=== Your objective ===
Count the lines of the records that contain the string "tent". Give only the number.

(Raw records)
********

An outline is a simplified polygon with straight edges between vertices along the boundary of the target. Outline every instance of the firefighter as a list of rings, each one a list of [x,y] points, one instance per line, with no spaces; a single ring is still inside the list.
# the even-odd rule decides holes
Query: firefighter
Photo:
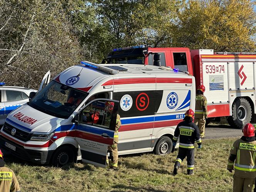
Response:
[[[180,145],[178,156],[175,161],[173,174],[178,173],[178,170],[181,163],[187,157],[187,172],[188,175],[193,174],[194,169],[194,149],[195,141],[196,141],[198,148],[202,147],[202,141],[200,138],[198,127],[194,123],[194,111],[191,109],[185,113],[184,121],[180,123],[175,129],[173,138],[172,145],[175,147],[177,140],[180,136]]]
[[[207,119],[207,99],[204,95],[205,88],[203,85],[200,85],[195,96],[195,123],[198,126],[201,138],[204,138],[205,120]]]
[[[243,129],[244,136],[236,141],[230,150],[227,168],[234,170],[233,192],[251,192],[256,177],[256,141],[254,127],[247,123]]]
[[[106,106],[108,108],[107,110],[108,111],[108,113],[109,114],[112,114],[113,109],[114,109],[114,103],[113,102],[108,101],[107,103]],[[110,119],[108,118],[108,117],[110,116],[111,116],[110,115],[106,116],[106,120],[107,121],[110,121]],[[110,124],[110,122],[109,122],[109,123]],[[114,135],[113,144],[111,145],[109,145],[108,147],[108,150],[109,152],[110,157],[111,159],[111,163],[110,165],[110,170],[116,170],[117,168],[118,162],[118,161],[117,144],[118,143],[118,130],[119,129],[119,128],[120,128],[120,125],[121,121],[120,120],[120,115],[118,114],[116,116],[116,126]],[[108,165],[109,160],[107,155],[106,161],[107,162],[107,164]]]
[[[3,153],[0,150],[0,192],[20,192],[20,188],[12,170],[4,166]]]

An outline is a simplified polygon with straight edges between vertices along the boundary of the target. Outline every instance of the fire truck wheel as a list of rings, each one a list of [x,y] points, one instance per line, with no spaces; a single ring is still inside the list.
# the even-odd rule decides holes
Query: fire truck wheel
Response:
[[[68,163],[74,161],[74,151],[68,146],[61,147],[54,152],[52,157],[52,165],[55,167],[62,167]]]
[[[244,98],[236,99],[232,105],[232,116],[227,118],[229,124],[232,128],[242,129],[251,119],[251,108],[249,101]]]
[[[172,148],[172,141],[169,137],[163,136],[160,138],[155,147],[155,153],[156,155],[165,155],[170,154]]]

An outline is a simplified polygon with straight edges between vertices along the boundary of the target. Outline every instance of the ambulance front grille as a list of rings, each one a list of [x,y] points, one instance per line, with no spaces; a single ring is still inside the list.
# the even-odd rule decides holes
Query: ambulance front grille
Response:
[[[16,130],[16,133],[14,135],[12,135],[12,130],[13,129]],[[3,125],[3,130],[8,135],[24,141],[29,141],[30,140],[30,138],[32,134],[32,133],[22,131],[20,129],[12,126],[6,122]]]

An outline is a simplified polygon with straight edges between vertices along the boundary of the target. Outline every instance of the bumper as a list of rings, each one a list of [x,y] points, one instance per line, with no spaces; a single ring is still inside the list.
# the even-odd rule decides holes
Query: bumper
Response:
[[[14,151],[5,147],[6,142],[15,146],[16,150]],[[10,153],[19,158],[41,164],[49,163],[54,152],[54,150],[42,151],[25,149],[23,146],[9,140],[1,135],[0,135],[0,148],[4,148],[8,153]]]

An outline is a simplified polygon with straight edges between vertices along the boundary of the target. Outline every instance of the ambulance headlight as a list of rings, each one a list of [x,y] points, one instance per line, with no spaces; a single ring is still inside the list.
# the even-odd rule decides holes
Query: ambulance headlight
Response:
[[[30,140],[32,141],[46,141],[49,140],[53,135],[54,133],[40,133],[34,132],[31,136]]]

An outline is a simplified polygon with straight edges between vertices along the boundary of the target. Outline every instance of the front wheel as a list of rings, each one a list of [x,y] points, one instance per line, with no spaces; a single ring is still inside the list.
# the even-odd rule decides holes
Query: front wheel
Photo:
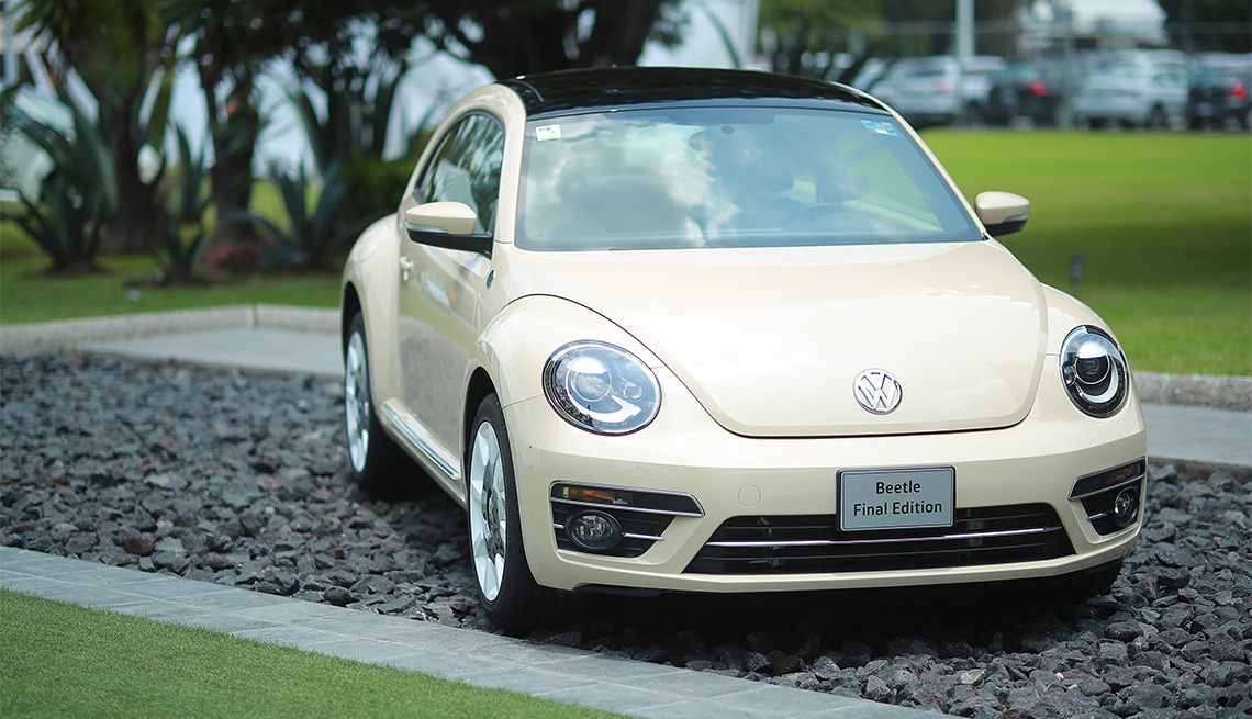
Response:
[[[526,563],[513,458],[496,395],[478,405],[471,441],[466,509],[478,600],[500,628],[522,635],[557,619],[567,595],[536,584]]]
[[[1167,130],[1169,129],[1169,116],[1166,114],[1166,109],[1161,105],[1153,105],[1152,113],[1148,114],[1148,129],[1149,130]]]
[[[417,466],[383,433],[374,413],[369,384],[366,320],[358,313],[348,325],[343,348],[344,429],[352,475],[361,486],[379,495],[398,494]]]

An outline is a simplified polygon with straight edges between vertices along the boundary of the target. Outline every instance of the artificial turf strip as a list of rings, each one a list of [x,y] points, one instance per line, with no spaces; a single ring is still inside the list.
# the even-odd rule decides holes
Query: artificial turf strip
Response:
[[[0,716],[611,718],[0,590]]]

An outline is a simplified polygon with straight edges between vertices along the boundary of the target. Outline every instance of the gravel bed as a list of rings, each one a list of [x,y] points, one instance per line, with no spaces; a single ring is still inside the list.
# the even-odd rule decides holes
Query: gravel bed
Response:
[[[463,514],[349,481],[343,391],[83,355],[0,361],[0,543],[497,631]],[[1252,715],[1249,486],[1152,466],[1112,593],[1038,584],[588,595],[551,643],[978,718]]]

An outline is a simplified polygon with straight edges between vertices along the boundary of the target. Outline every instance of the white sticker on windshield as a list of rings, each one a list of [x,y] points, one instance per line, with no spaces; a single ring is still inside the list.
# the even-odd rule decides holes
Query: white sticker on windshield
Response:
[[[561,125],[540,125],[535,128],[535,139],[540,143],[545,140],[560,140]]]
[[[861,125],[865,125],[865,129],[875,135],[890,135],[891,138],[898,135],[895,128],[883,120],[861,120]]]

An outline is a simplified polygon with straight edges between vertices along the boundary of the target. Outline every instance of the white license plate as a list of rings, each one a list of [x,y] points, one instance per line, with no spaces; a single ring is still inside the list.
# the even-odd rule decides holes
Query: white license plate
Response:
[[[952,526],[957,470],[845,470],[839,473],[839,528],[843,530]]]

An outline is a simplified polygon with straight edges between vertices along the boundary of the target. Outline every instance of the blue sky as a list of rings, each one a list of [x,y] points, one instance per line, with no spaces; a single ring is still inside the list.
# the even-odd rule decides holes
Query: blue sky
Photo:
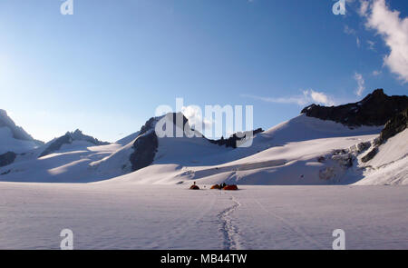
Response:
[[[63,15],[63,1],[3,0],[0,108],[37,139],[115,141],[176,97],[254,105],[267,129],[312,102],[406,94],[408,1],[384,1],[335,15],[332,0],[73,0]]]

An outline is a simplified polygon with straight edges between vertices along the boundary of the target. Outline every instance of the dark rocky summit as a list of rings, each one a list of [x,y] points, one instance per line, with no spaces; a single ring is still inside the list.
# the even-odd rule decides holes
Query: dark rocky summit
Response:
[[[262,132],[264,132],[264,130],[262,128],[257,128],[257,129],[252,131],[252,134],[255,135],[255,134],[262,133]],[[237,148],[237,144],[238,144],[239,141],[248,138],[248,134],[249,134],[249,132],[237,133],[237,134],[232,134],[228,139],[224,139],[224,137],[221,137],[219,140],[209,140],[209,141],[212,144],[219,144],[219,146],[225,145],[227,148],[232,147],[235,149],[235,148]],[[252,136],[250,136],[249,138],[252,138]]]
[[[55,140],[51,142],[48,147],[43,153],[41,153],[38,157],[43,157],[53,154],[60,150],[63,144],[71,144],[73,141],[85,141],[93,144],[94,145],[110,144],[110,143],[101,142],[100,140],[95,139],[92,136],[85,135],[82,133],[82,131],[77,129],[74,132],[67,132],[63,136],[56,138]]]
[[[332,120],[349,127],[384,125],[395,114],[408,107],[408,96],[388,96],[376,89],[358,103],[339,106],[312,104],[302,110],[307,116]]]
[[[164,115],[167,122],[173,124],[173,137],[176,137],[176,126],[183,129],[190,129],[189,120],[181,113],[170,113]],[[131,154],[130,161],[131,171],[137,171],[143,167],[151,165],[159,147],[159,138],[156,134],[156,124],[163,117],[151,117],[141,126],[140,134],[133,143],[133,153]],[[163,131],[165,131],[164,125]],[[184,136],[184,133],[183,133]]]

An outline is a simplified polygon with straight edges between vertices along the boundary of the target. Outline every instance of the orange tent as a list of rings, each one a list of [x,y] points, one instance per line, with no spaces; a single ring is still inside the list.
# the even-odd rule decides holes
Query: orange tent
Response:
[[[233,185],[227,185],[224,188],[222,188],[223,190],[227,190],[227,191],[236,191],[238,190],[238,186],[233,184]]]

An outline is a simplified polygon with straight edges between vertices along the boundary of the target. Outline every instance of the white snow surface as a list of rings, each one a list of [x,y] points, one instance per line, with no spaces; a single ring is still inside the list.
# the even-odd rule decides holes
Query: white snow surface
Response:
[[[0,127],[0,154],[7,152],[21,154],[37,147],[33,141],[15,139],[7,126]]]
[[[18,155],[14,164],[0,168],[0,174],[3,174],[0,181],[102,181],[101,184],[175,184],[190,181],[253,185],[407,184],[406,131],[382,145],[380,153],[367,164],[363,164],[360,159],[368,151],[358,154],[350,151],[358,144],[372,142],[381,129],[382,126],[350,129],[332,121],[301,114],[257,134],[252,146],[247,148],[226,148],[202,137],[164,137],[159,139],[153,164],[133,173],[129,158],[134,150],[136,134],[102,146],[75,141],[44,157],[36,157],[44,148]],[[342,149],[348,153],[335,155],[335,150]],[[356,160],[348,168],[344,159],[352,154]]]
[[[358,185],[408,184],[408,129],[380,145]]]
[[[408,249],[405,186],[199,186],[0,183],[0,249]]]

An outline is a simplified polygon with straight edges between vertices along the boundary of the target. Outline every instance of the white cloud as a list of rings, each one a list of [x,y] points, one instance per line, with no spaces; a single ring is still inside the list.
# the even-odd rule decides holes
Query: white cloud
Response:
[[[378,76],[378,75],[380,75],[380,74],[381,74],[381,71],[377,71],[377,70],[374,70],[374,71],[373,71],[373,75]]]
[[[368,49],[369,50],[375,51],[375,47],[374,47],[375,42],[371,41],[371,40],[367,40],[367,44],[368,44]]]
[[[357,81],[357,89],[355,91],[355,94],[361,96],[363,92],[365,89],[365,81],[361,74],[355,73],[355,79]]]
[[[288,96],[288,97],[263,97],[251,94],[241,94],[242,97],[249,97],[256,100],[260,100],[267,103],[274,104],[294,104],[300,106],[311,103],[316,103],[324,105],[334,105],[335,102],[331,97],[323,92],[314,91],[308,89],[303,91],[303,94]]]
[[[360,15],[365,15],[368,11],[369,3],[367,0],[361,0],[360,3],[361,3],[361,5],[360,5],[360,10],[358,11],[358,13],[360,14]]]
[[[384,58],[384,65],[403,82],[408,82],[408,17],[400,18],[399,11],[392,11],[384,0],[362,0],[360,15],[366,18],[365,26],[375,30],[390,54]]]
[[[357,47],[360,47],[361,41],[360,41],[360,38],[357,35],[357,32],[355,29],[350,28],[348,25],[345,25],[344,32],[346,35],[355,35],[355,43],[357,45]]]
[[[189,124],[190,126],[195,126],[196,128],[200,125],[201,127],[210,126],[212,124],[212,121],[203,118],[202,110],[200,107],[196,105],[183,106],[181,107],[181,113],[183,113],[184,116],[189,119]],[[200,128],[199,128],[199,130]]]

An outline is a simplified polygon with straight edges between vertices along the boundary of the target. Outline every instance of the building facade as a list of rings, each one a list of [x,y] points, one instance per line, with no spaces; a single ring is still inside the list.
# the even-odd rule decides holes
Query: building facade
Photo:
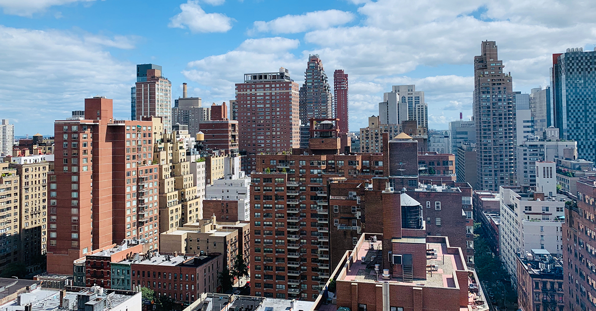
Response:
[[[592,162],[596,162],[596,129],[591,126],[596,113],[594,60],[596,51],[567,49],[565,53],[552,54],[551,74],[554,126],[561,138],[578,142],[581,158]]]
[[[162,75],[162,66],[153,64],[136,65],[135,117],[160,117],[166,133],[172,131],[172,82]],[[132,104],[132,103],[131,103]],[[131,114],[133,111],[131,111]]]
[[[563,293],[566,310],[579,311],[596,307],[596,267],[594,253],[596,235],[594,216],[596,208],[596,178],[581,178],[578,181],[576,204],[565,206],[563,224]]]
[[[239,148],[248,162],[243,166],[249,171],[256,168],[258,154],[299,147],[299,93],[298,83],[284,68],[278,72],[247,73],[244,83],[236,84]]]
[[[304,79],[299,95],[300,122],[309,124],[311,119],[333,117],[333,95],[318,54],[309,55]]]
[[[8,119],[2,119],[0,124],[0,157],[13,155],[14,145],[14,125],[10,124]]]
[[[339,119],[341,133],[349,132],[348,94],[347,74],[343,69],[337,69],[333,72],[333,117]]]
[[[75,259],[126,238],[159,247],[153,122],[114,120],[112,100],[102,97],[85,99],[85,107],[84,119],[54,125],[50,273],[70,274]]]
[[[477,182],[475,189],[496,191],[515,185],[516,102],[512,78],[498,58],[496,43],[483,41],[474,58],[474,120]]]

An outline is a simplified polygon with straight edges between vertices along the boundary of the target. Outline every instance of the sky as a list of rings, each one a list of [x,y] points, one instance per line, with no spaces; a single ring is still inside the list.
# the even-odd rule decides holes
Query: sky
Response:
[[[472,115],[473,57],[496,42],[514,91],[550,84],[552,54],[596,46],[589,0],[0,0],[0,119],[16,135],[53,135],[84,98],[130,118],[136,64],[163,67],[173,98],[235,97],[243,74],[290,70],[309,54],[349,76],[350,130],[391,86],[415,84],[429,127]],[[172,101],[173,102],[173,101]]]

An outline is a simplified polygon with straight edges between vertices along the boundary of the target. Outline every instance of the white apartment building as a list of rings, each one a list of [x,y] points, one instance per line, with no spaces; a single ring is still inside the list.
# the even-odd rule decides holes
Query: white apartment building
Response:
[[[530,186],[499,187],[501,260],[517,283],[519,254],[534,249],[561,258],[566,197],[545,196]]]
[[[8,119],[3,119],[0,124],[0,157],[13,155],[14,145],[14,125],[8,124]]]
[[[237,200],[238,220],[250,220],[250,178],[243,171],[238,174],[227,174],[223,179],[213,181],[212,185],[207,186],[206,198]]]

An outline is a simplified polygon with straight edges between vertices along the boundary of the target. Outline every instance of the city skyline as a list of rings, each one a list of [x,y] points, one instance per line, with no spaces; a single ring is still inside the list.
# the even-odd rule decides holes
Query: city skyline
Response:
[[[429,127],[446,129],[448,122],[458,119],[458,113],[463,112],[464,120],[472,114],[470,60],[478,42],[499,42],[504,48],[502,58],[507,60],[504,65],[516,77],[514,90],[524,93],[549,84],[552,54],[567,48],[592,50],[594,42],[594,23],[582,14],[591,11],[593,4],[569,2],[558,8],[534,10],[524,2],[511,8],[462,3],[430,14],[424,11],[428,6],[396,6],[389,1],[330,1],[315,6],[308,1],[210,0],[156,2],[147,8],[127,4],[139,15],[153,14],[150,32],[143,23],[125,18],[122,14],[128,10],[116,10],[120,4],[113,1],[61,3],[65,2],[0,4],[0,35],[7,48],[0,60],[13,64],[4,69],[0,83],[5,94],[0,113],[14,120],[17,136],[51,133],[54,120],[67,117],[82,99],[97,95],[114,98],[114,116],[128,119],[135,64],[162,66],[173,85],[173,98],[181,96],[182,83],[187,82],[189,95],[221,104],[231,98],[234,83],[241,82],[244,73],[271,70],[263,68],[263,63],[288,69],[302,84],[300,74],[309,54],[321,55],[328,75],[337,69],[350,75],[350,130],[366,126],[391,85],[405,84],[425,90]],[[382,23],[380,14],[391,14],[397,10],[394,7],[409,10],[408,18],[415,22],[407,27],[402,23],[408,18]],[[564,11],[569,14],[559,16]],[[549,17],[555,15],[551,23]],[[218,23],[206,27],[200,22],[206,18]],[[443,27],[431,28],[433,23]],[[479,27],[486,32],[472,32]],[[496,29],[503,31],[493,32],[492,38],[483,35]],[[520,29],[524,31],[516,30]],[[211,44],[201,49],[172,52],[169,48],[206,40]],[[445,42],[449,44],[446,48]],[[365,45],[367,48],[361,48]],[[439,49],[443,52],[432,52]],[[20,126],[32,117],[39,122]]]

********

=== Output below ===
2